== Bloc de texte ==
------------------------------------------------------------------------
Les gars qui ont fait ce film ont pigé un truc tout con qui consiste à savoir faire durer des situations marrantes un tout petit peu plus longtemps que nécessaire pour les rendre hilarantes. Plusieurs scènes sont à mourir de rire grâce à ça. Puis y'a beaucoup de moments où on voit bien que les acteurs improvisent et que c'est gardé au montage. Parfois même les séquences sont coupées brutalement sans doute parce que les gars se sont marrés après et ça donne un certain rythme au film assez original. Très bonne surprise donc et fameuse poilade. Si y'a pas de touche rewind sur votre lecteur dvd vous allez le maudire.


Hot Rod d'Akiva Shaffer avec Andy Samberg, Bill Hader, Ian McShane et Isla Fisher (2007)

9 mars 2008

Trade

Si on croit la légende qui entoure la genèse de Trade, Marco Kreuzpaintner aurait eu l’idée du film un beau matin en consultant son programme TV et en constatant qu’il n’y avait rien de prévu pour le soir même. C’est dans le même magazine qu’il vit un article à propos d’un documentaire traitant du commerce d’esclaves sexuels liés aux réseaux pédophiles. En lisant ça en diagonale, Marco, choqué, s’est juré de ne jamais regarder ce documentaire et s’est donné pour objectif de réaliser le film définitif sur le sujet, avec l’espoir de le boucler dans la journée, afin qu’il puisse le regarder le soir même, et ainsi passer une soirée sympathique. L’audace et l’ambition de Kreuzpaintner, ses deux plus grandes qualités. Hélas, le tournage déborda sur quelques jours et le film ne fut pas achevé le soir même du lancement du projet. Quand on se rend compte de la qualité du film, on comprend tout à fait qu’il ait fallu plus d’une journée pour l’achever ; dans la carrière de Kreuzpaintner, Trade apparaît comme le point culminant.




Pourquoi ? Parce que c'est le plus riche et le plus complet, celui dans lequel le réalisateur parvient le mieux à étaler tout son talent. Citez moi un autre film dont l'essentiel du budget est liquidé dès le générique, preuve de la générosité sans limite de son réalisateur. Citez moi un autre film où chaque acteur joue comme si sa vie en dépendait, sans doute parce qu’effectivement ils sont les cibles de menaces de mort du metteur en scène. Citez moi un autre film où l’actrice la plus âgée à l’écran a à peine 8 ans mais apparaît tout de même topless en full frontal. Citez moi un film dans lequel on retrouve donc le clip d’une chanson de bossa nova particulièrement chouette (le fameux générique d’ouverture), un documentaire riche en informations faisant froid dans le dos sur le commerce d’enfants, la bande-annonce du précédent film du réalisateur très discrètement incrustée au montage, et plusieurs des meilleures pubs du dernier Festival International de la Publicité de Pittsburg. Non, ne cherchez pas, vous n’en trouverez pas !
------------------------------------------------------------------------
== Lignes extraites ==
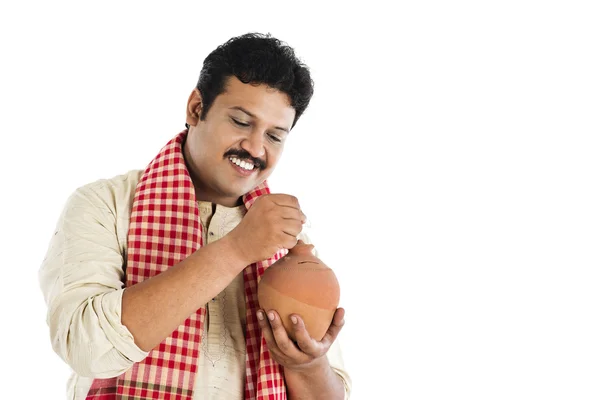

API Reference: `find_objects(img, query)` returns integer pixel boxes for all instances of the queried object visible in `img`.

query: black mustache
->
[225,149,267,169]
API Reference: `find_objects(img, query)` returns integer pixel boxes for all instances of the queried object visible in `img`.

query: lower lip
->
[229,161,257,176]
------------------------------------------------------------------------
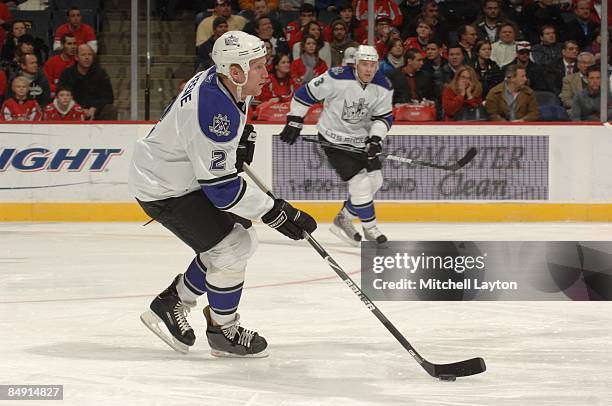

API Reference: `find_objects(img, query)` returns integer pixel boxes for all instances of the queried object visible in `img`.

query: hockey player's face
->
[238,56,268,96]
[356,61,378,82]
------------------------------------------------------------------------
== But de l'exercice ==
Poursuivez la critique de films en reprenant juste après sa dernière phrase. Ces lignes proviennent d'une autre source que le texte.

== La réponse ==
Ce film c'est un peu le Bohemian Rhapsody du 7ième art. Une œuvre qui part dans toutes les directions sans jamais perdre de vue son objectif. Une oeuvre incontournable où tous les grands thèmes récurrents du cinéma de Kreuzpaintner sont présents : les relations père-fils, la religion, les relations oncle-neveu, la croyance, la sexualité, les animaux domestiques, la foi et le doute en sa propre destiné.

Parmi les films de Kreuzpaintner (Trade et Summer Storm, rappelons-le), Trade est donc mon préféré, mon chouchou, celui que je conseille à tous les cinéphiles et en règle générale à toutes les personnes un peu intéressées à l’idée de connaître l’âpreté de la société dans laquelle nous vivons.

Ah, qu’est-ce qu’on est bien, tout seul, dans son salon, les doigts de pieds en éventail posés sur la table basse, en train de regarder un film de Kreuzpaintner.

On est tellement soulagé quand ça s’arrête.


Trade de Marco Kreuzpaintner avec Kevin Kline (2007)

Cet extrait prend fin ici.